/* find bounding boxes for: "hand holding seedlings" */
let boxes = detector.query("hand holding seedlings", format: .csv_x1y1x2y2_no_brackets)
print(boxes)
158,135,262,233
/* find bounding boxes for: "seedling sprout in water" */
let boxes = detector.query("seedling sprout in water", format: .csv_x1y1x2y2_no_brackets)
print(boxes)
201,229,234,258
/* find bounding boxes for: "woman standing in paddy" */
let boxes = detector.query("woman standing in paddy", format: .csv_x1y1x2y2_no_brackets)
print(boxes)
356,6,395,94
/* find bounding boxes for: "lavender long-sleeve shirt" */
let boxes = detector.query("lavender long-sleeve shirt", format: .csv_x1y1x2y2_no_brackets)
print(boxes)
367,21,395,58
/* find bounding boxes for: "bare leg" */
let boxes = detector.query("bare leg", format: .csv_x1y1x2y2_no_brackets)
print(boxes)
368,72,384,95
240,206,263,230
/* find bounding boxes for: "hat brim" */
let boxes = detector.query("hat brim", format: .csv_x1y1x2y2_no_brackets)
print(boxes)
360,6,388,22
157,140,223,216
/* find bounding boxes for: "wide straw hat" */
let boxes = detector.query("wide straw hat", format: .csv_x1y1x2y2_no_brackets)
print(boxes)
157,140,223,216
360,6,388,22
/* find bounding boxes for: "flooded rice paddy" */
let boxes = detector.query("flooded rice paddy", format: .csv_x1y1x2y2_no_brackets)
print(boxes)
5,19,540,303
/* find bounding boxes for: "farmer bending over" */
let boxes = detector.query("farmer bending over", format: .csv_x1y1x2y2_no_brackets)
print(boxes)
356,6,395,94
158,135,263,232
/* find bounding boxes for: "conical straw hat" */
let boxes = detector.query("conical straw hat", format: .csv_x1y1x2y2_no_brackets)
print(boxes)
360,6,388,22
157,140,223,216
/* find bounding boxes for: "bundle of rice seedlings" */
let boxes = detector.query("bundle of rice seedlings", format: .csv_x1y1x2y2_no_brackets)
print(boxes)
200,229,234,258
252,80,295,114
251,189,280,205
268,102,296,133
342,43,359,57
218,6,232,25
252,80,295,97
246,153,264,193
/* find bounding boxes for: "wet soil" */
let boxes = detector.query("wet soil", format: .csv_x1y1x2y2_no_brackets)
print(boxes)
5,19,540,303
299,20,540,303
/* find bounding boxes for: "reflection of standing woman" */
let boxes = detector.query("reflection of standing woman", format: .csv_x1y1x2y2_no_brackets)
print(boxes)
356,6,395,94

*INSTRUCTIONS TO FOLLOW*: Rewrite the entries above, swapping every occurrence of "straw" for "woven" and leaving everything else unchanged.

*THE RESPONSE*:
/* find bounding boxes for: "hand holding seedlings" */
let boxes = detector.query("hand holding seedlings", format: .csv_x1y1x2y2_no_brackets)
print(boxes)
158,135,262,233
/* find bounding boxes for: "seedling sprout in water" */
let boxes = detector.query("seedling sprout in water", format: .csv_x1y1x2y2_no_brackets)
print(boxes)
201,229,234,258
/* find bounding boxes for: "woman standing in paddy" */
let boxes = detector.query("woman standing in paddy", format: .csv_x1y1x2y2_no_brackets)
print(boxes)
356,6,395,94
/* find bounding boxes for: "lavender long-sleeve shirt" */
let boxes = detector.query("lavender long-sleeve shirt", format: .csv_x1y1x2y2_no_brackets)
print(boxes)
367,21,395,58
/* find bounding boxes for: "bare leg" */
let boxes = detector.query("bare leg", format: .csv_x1y1x2y2_no_brackets)
print(boxes)
368,72,384,95
240,206,263,230
/* find bounding boxes for: "hat brim" */
let boxes = detector.query("hat brim", format: .csv_x1y1x2y2_no_brackets)
print(boxes)
360,6,388,22
157,140,223,216
/* find bounding boxes for: "wide woven hat" */
let boxes = detector.query("wide woven hat", format: .csv_x1y1x2y2_no_brackets)
print(boxes)
157,140,223,216
360,6,388,22
/* find bounding boxes for: "flooded rice paddy" */
let boxes = detector.query("flooded rice paddy", format: .csv_x1y1x2y2_no_brackets)
print(boxes)
5,19,540,303
/* find bounding boxes for: "farmer bending over" */
let boxes = detector.query("farmer bending over", format: .csv_x1y1x2y2_no_brackets)
print(boxes)
356,6,395,94
158,135,263,232
/* find bounding boxes for: "conical woven hat" */
let boxes = detector.query("conical woven hat", format: .csv_x1y1x2y2_no_brackets)
print(boxes)
360,6,388,22
157,140,223,216
/* find bounding boxes for: "bundle of rice seedlings" */
let boxes = detector.query("bundle of rice seedlings", format: .csv_x1y1x2y2_no_brackets)
print(boxes)
200,229,234,258
252,80,295,114
251,189,280,205
268,102,296,133
342,43,359,57
218,6,232,25
252,80,295,97
246,153,264,193
/* find bounding boxes for: "wet soil" */
let boxes = detector.query("wet soil", format: .csv_x1y1x2y2_no_brackets)
print(boxes)
5,19,540,303
299,20,540,303
/* find bounding boxes for: "reflection of standing woman" */
let boxes = detector.query("reflection of standing woman", format: .csv_x1y1x2y2_no_brackets)
print(boxes)
356,6,395,94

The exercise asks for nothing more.